Kaynak Metin:
+++

AH GAFLAN, AH!

Taner Akcam

ERGUN KIRLIKOVALI

TURKISHFORUM DANISMA KURULU UYESI

AH GAFLAN, AH!

   
Monday, 13 October 2008

Ergun KIRLIKOVALI’nin okura notu: Bir dostum, Ermeni propagandasina “taraf” olan bir gazetede Ahmet Altan imzasiyla cikan “AH AHPARİK!” baslikli yaziyi bana yollamis. Bu yazinin bana dusundurduklerini sizlerle paylasmak istedim. Yazinin asli surada:

….

Ahmet Altan Ermeni propaganda filmlerinden cok etkilenmis anlasilan.  Ermeni  lobisinin sundugu resmi tarihi tekrarlamis ve uzerinde ucuk fantezilere gitmis.  Boylece gercek tarihin bu olduguna inandigini acikca gostermis.  Inanabilir tabii, inanc hurriyeti var.  Hatta isterse dunyanin duz olduguna da inanir.  Burasi beni ilgilendirmiyor.  Ama  ballandirarak yazdigi fantezilerin 1915 te zirve yapan Turk-Ermeni tarihinin  alti yadsinamaz (inkar edilemez) temel gerceginden altisina da aykiri dustugunu ( yani 2I+3T+1G formulunu) hatirlatmak isterim.

+++

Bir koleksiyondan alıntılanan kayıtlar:
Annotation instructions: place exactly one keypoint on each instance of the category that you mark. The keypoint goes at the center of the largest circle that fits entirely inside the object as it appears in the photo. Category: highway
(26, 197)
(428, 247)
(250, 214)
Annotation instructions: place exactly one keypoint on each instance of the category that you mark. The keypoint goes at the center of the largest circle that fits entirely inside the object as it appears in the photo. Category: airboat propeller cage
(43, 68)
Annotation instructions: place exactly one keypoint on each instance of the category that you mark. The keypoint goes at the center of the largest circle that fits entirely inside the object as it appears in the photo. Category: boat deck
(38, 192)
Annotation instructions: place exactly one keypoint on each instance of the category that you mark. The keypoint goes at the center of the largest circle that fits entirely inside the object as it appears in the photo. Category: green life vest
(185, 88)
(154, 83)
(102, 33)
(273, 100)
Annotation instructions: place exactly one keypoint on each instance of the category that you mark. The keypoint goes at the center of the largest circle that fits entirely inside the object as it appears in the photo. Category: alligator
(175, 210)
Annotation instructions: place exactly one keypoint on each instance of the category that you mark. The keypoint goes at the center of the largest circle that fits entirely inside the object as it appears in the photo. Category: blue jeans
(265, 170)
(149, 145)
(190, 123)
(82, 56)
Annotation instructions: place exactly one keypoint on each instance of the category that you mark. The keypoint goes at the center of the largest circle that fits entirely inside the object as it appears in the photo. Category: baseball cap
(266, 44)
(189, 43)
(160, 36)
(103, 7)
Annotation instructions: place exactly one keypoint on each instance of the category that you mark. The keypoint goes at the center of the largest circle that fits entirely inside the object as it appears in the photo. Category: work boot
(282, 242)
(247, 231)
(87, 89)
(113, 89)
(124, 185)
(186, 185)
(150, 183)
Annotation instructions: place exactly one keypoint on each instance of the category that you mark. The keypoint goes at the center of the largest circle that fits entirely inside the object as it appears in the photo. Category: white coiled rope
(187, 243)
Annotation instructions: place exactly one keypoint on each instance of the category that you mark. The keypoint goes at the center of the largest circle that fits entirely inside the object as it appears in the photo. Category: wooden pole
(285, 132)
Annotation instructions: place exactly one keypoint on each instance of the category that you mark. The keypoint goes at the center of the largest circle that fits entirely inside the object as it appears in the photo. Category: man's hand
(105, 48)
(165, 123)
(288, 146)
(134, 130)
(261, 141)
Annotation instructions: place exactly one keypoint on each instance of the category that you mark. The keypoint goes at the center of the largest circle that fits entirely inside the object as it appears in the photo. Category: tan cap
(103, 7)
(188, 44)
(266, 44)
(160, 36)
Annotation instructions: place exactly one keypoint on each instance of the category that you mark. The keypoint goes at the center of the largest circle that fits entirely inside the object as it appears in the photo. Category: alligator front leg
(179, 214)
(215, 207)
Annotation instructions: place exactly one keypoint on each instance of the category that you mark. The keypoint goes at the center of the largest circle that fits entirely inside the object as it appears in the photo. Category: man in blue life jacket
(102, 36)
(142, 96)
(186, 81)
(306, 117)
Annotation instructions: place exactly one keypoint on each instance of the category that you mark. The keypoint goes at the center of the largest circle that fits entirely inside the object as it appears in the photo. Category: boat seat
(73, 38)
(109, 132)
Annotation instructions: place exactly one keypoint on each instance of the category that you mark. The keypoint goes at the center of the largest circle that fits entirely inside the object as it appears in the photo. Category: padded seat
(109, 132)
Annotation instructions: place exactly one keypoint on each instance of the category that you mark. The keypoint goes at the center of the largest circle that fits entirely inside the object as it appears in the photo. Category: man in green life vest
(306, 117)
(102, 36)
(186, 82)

+++

Tamamlanacak Alıştırmalar:
[a] Aşağıdaki ifadelerin kaynak metinle örtüşüp örtüşmediğini belirtiniz. Her ifade için "evet" ya da "hayır" deyip kararı belirleyen sözcükleri metinden aynen aktarınız.
(i) Ahmet Altan'ın yazısını yazara bir dostu göndermiştir.
(ii) Yazar, Ahmet Altan'ın inanç hürriyetinin bulunmadığını ileri sürer.
(iii) Metne göre Türk-Ermeni tarihinin yedi temel gerçeği vardır.
[b] Kayıtlarda "seat" sözcüğünü içeren satırları sayınız ve yalnızca bu sayıyı veriniz.
Metin ile kayıtlar birbirinden farklı kaynaklardan alınmıştır.

Alıştırma Çözümleri:
[a]
(i) Evet: "Bir dostum" ... "yaziyi bana yollamis"
(ii) Hayır: "Inanabilir tabii, inanc hurriyeti var."
(iii) Hayır: "alti yadsinamaz (inkar edilemez) temel gerceginden"

[b] 2